==== SELECTION
Seeking excellence, Thogus adds value across the board

June 20, 2017

Constant innovation is the primary strategy CEO Matt Hlavin uses at his company to stay ahead. The third-generation owner of injection molder Thogus Products is matter-of-fact about this approach.

"There are 8,000 molders in the U.S.," he said. "There are 22,000 molders worldwide. How do you differentiate yourself as a job shop or contract manufacturer? We really look at that bigger picture to understand true end to end. How do we bring value each and every day? How do we value- engineer that? It's not just a cliché term; we live by that. It is all facets and all levels of the organization. It's not just engineering. A lot of innovation here or changes come from our customer service group, it comes from shipping and receiving, it comes from the operators on the machines, it comes from the quality people."

Machinery and equipment innovation are in evidence everywhere at the company's headquarters facility in Avon Lake, Ohio, about 25 miles west of Cleveland. Eleven 3-D printers are at work alongside 40 injection molding machines with various levels of automation. The company performs two-shot molding, insert molding and full encapsulation molding. In one example of full encapsulation molding, Thogus overmolds a magnet containing neodymium that's used in slushie machines to keep them spinning.  

"We have neodymium glued to rings and then we fully encapsulate around it with Kynar, which is a thermoplastic fluoropolymer," Hlavin said. "You literally are flowing the polymer over the pins that are holding it. So the pins drop and the flow front goes right over it." A 65-ton Engel rotary press runs the parts.

On the day of Plastics Machinery Magazine's tour, an Objet500 Connex 3-D printer was building a phone case from a photopolymer for a prototype. Hlavin explained that in traditional injection molding, two-shot molding would have been used, but that is a very expensive tool for prototyping. The Objet Connex model can print up to 17 materials simultaneously, enabling the company to print the prototype in a few hours, compared with eight weeks in traditional injection molding.

"Sur La Table wants a different feel than Williams Sonoma or Costco, so rather than investing in all that cap[ital] ex[penditure] in the tools, you're just printing," Hlavin said. "You have to get to market faster, and you lower your risk."
========
STATED GOAL: Copy out the article on Thogus in full, word for word, from the headline through the final quotation.
==== DATA EXCERPTS
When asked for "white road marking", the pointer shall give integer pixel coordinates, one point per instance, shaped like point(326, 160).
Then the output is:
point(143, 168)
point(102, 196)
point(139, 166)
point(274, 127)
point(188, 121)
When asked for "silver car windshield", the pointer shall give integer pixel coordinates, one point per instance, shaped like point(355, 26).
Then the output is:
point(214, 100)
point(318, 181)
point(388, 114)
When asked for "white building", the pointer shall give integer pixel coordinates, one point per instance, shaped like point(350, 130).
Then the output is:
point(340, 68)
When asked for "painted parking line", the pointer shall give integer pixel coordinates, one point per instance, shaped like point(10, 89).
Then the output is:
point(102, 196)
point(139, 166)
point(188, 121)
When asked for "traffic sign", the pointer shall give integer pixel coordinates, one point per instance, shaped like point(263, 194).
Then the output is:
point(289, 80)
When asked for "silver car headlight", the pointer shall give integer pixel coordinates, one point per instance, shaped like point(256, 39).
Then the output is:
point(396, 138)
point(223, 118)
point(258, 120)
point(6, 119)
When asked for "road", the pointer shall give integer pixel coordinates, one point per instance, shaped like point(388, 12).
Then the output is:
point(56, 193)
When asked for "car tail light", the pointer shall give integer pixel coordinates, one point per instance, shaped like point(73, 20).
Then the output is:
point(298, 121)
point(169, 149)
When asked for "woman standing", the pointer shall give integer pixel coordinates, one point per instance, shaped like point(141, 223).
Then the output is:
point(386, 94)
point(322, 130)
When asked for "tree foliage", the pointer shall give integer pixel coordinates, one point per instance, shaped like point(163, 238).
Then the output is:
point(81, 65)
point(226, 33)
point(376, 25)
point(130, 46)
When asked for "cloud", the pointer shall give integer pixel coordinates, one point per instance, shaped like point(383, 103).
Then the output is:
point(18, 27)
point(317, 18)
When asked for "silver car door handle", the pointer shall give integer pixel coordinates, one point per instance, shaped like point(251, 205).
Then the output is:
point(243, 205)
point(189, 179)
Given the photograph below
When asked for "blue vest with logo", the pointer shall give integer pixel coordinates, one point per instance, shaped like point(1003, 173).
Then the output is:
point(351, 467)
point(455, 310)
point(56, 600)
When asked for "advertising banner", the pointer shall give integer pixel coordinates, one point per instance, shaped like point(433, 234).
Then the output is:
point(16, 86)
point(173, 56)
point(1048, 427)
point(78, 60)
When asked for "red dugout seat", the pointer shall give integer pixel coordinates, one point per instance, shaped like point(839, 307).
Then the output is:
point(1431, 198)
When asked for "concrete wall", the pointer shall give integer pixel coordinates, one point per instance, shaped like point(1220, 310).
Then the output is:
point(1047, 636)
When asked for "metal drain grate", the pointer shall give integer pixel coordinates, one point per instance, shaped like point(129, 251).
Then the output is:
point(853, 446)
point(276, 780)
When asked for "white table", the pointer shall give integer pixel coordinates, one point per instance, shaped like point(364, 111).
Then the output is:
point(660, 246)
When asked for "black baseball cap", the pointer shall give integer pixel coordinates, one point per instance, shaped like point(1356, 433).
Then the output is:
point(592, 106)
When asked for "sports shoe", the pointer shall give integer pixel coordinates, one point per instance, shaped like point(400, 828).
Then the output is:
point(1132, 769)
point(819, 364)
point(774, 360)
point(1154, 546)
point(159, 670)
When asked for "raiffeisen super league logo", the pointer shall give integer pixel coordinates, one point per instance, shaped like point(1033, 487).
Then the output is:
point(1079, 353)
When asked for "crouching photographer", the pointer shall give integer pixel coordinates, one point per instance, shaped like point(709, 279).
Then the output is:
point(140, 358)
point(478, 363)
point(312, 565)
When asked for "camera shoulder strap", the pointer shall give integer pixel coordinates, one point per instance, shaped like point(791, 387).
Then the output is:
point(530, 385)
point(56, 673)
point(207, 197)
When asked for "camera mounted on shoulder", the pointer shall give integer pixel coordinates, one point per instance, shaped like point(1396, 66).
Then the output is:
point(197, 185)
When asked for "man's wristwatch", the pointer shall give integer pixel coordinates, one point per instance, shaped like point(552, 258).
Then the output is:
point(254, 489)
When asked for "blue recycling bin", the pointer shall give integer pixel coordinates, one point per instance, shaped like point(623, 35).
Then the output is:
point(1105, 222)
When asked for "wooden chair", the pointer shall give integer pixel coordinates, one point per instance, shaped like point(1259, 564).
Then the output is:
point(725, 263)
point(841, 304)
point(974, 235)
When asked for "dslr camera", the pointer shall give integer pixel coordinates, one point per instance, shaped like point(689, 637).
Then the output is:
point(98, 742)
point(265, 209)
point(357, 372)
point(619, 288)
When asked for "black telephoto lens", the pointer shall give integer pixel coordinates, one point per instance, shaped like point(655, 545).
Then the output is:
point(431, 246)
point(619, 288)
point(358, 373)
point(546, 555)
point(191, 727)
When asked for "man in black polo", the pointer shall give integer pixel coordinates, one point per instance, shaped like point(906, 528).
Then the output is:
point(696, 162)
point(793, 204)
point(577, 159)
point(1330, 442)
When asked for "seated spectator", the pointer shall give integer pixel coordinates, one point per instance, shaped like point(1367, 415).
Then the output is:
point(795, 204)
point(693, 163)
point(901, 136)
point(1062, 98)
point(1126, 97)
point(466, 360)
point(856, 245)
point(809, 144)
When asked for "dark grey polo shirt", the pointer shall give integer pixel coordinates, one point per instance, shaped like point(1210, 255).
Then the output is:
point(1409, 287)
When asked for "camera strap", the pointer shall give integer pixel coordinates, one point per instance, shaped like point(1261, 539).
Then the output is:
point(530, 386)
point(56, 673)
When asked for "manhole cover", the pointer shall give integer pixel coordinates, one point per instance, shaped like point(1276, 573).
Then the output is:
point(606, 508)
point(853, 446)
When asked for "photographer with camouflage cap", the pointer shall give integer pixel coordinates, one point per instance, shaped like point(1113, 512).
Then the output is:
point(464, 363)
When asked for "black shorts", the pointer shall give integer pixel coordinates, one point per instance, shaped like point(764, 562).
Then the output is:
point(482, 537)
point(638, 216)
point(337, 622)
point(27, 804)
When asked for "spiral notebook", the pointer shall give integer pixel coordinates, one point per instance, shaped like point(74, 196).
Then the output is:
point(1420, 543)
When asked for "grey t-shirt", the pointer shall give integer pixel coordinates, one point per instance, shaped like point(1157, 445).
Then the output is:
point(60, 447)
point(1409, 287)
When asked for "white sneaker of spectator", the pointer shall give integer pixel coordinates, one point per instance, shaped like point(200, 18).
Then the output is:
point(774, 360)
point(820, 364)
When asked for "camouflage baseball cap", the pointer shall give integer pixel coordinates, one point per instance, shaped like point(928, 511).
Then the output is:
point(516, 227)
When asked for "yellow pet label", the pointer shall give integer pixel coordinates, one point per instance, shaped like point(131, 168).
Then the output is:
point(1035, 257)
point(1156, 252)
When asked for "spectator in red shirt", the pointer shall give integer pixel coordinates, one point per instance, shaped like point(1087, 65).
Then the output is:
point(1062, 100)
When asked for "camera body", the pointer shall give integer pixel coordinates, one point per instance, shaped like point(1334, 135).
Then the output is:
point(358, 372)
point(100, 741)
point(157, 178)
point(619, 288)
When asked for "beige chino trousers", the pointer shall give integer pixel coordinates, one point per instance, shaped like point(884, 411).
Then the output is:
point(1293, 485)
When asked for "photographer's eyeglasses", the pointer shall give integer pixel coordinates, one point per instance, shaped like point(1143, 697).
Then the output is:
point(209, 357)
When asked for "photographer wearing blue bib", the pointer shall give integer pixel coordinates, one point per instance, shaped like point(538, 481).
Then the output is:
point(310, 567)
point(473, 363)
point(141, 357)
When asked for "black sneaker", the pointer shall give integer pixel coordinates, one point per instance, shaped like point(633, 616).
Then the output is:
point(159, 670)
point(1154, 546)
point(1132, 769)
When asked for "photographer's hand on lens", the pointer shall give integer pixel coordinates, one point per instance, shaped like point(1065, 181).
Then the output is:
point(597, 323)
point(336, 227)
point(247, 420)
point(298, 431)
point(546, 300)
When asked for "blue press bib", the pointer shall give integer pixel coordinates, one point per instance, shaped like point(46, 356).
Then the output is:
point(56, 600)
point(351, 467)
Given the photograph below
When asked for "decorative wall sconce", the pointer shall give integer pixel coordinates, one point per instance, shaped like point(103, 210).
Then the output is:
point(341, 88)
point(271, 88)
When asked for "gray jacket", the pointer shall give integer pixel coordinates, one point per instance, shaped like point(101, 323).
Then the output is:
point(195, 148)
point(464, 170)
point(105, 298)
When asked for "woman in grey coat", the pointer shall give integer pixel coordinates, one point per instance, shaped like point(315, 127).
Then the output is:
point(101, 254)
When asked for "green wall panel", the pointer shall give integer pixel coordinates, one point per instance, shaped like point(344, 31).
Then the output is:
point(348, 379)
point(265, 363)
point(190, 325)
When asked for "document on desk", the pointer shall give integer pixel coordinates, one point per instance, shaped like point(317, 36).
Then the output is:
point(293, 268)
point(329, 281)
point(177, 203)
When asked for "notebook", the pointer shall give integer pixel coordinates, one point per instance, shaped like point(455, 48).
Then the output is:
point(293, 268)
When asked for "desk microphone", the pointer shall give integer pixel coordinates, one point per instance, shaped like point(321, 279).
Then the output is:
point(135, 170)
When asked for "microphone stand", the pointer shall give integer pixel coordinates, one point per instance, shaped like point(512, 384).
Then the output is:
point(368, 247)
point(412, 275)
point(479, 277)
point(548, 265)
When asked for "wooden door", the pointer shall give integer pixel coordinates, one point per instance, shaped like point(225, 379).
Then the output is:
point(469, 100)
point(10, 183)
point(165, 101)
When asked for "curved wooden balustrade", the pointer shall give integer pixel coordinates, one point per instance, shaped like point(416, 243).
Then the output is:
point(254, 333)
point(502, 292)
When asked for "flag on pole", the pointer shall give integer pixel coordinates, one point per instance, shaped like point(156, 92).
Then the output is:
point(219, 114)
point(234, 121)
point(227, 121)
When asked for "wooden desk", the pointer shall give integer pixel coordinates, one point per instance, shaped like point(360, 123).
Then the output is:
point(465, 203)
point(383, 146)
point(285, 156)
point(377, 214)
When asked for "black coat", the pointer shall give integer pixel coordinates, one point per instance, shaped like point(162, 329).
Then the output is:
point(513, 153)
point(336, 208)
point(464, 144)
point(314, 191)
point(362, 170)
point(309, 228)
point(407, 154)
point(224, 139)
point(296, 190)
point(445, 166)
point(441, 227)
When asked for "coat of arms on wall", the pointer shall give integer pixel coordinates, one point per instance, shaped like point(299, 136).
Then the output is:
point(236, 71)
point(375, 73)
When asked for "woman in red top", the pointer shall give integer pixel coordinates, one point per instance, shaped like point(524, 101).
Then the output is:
========
RESULT OF THE EXERCISE:
Seeking excellence, Thogus adds value across the board

June 20, 2017

Constant innovation is the primary strategy CEO Matt Hlavin uses at his company to stay ahead. The third-generation owner of injection molder Thogus Products is matter-of-fact about this approach.

"There are 8,000 molders in the U.S.," he said. "There are 22,000 molders worldwide. How do you differentiate yourself as a job shop or contract manufacturer? We really look at that bigger picture to understand true end to end. How do we bring value each and every day? How do we value- engineer that? It's not just a cliché term; we live by that. It is all facets and all levels of the organization. It's not just engineering. A lot of innovation here or changes come from our customer service group, it comes from shipping and receiving, it comes from the operators on the machines, it comes from the quality people."

Machinery and equipment innovation are in evidence everywhere at the company's headquarters facility in Avon Lake, Ohio, about 25 miles west of Cleveland. Eleven 3-D printers are at work alongside 40 injection molding machines with various levels of automation. The company performs two-shot molding, insert molding and full encapsulation molding. In one example of full encapsulation molding, Thogus overmolds a magnet containing neodymium that's used in slushie machines to keep them spinning.  

"We have neodymium glued to rings and then we fully encapsulate around it with Kynar, which is a thermoplastic fluoropolymer," Hlavin said. "You literally are flowing the polymer over the pins that are holding it. So the pins drop and the flow front goes right over it." A 65-ton Engel rotary press runs the parts.

On the day of Plastics Machinery Magazine's tour, an Objet500 Connex 3-D printer was building a phone case from a photopolymer for a prototype. Hlavin explained that in traditional injection molding, two-shot molding would have been used, but that is a very expensive tool for prototyping. The Objet Connex model can print up to 17 materials simultaneously, enabling the company to print the prototype in a few hours, compared with eight weeks in traditional injection molding.

"Sur La Table wants a different feel than Williams Sonoma or Costco, so rather than investing in all that cap[ital] ex[penditure] in the tools, you're just printing," Hlavin said. "You have to get to market faster, and you lower your risk."